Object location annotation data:
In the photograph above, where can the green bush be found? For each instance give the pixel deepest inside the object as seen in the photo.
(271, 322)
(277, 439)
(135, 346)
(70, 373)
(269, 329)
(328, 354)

▸ **Goal of the exercise**: Put the lines of these records into a JSON list of strings, one string per line, and leave out any blank lines.

▸ **Response**:
[
  "In the photograph above, where can the green bush be found? For each instance give the pixel deepest inside the object as seen in the photo.",
  "(271, 322)",
  "(277, 439)",
  "(135, 346)",
  "(70, 373)",
  "(269, 329)",
  "(328, 354)"
]